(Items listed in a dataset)
■ ■ ■ ■
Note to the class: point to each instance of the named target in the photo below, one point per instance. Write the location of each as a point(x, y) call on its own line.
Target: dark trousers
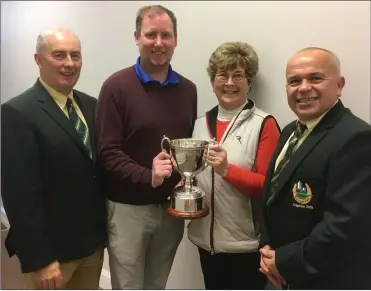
point(232, 271)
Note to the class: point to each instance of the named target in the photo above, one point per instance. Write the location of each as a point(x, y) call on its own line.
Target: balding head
point(58, 33)
point(314, 83)
point(326, 56)
point(58, 56)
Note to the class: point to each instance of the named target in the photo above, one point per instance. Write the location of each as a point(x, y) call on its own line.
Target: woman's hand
point(217, 158)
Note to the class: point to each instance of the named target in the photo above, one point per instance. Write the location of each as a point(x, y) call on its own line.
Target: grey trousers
point(143, 240)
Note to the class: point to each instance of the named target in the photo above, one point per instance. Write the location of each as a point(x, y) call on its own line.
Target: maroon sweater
point(131, 120)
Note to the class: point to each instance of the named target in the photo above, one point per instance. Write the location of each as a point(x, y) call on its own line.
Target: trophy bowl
point(188, 201)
■ ■ ■ ■
Given exercise
Write out the whole listing again, exactly, with no pictures.

Worked solution
Note to the class: point to each instance of the named target in the photo below, one point per instance. Write the location of each as a point(x, y) call on its own line.
Target: dark trousers
point(232, 271)
Note to the class: point to each instance of the named target in the photo above, one point per instance. Write the location of each as a point(x, y) call on its own line.
Target: balding head
point(58, 33)
point(314, 83)
point(326, 56)
point(58, 56)
Note to the class: point to each instance of the named target in the photo above, one point per instance. Write the location of each as a point(x, y) call on its own line.
Target: woman's hand
point(217, 158)
Note to the class: point to each instance of the named target in the photo above, one point per instance. Write the location of each as a point(x, y) call on its own line.
Target: grey trousers
point(143, 240)
Note to the class: point to each instance of the named target in the photo above, one point per instance. Write the location of each as a point(x, y) call on its own line.
Target: maroon sweater
point(131, 120)
Note to the class: point to each instance of the named target in the photo above, one point per instance. Write the location of each as a point(x, y) call on its own line.
Target: trophy bowl
point(188, 201)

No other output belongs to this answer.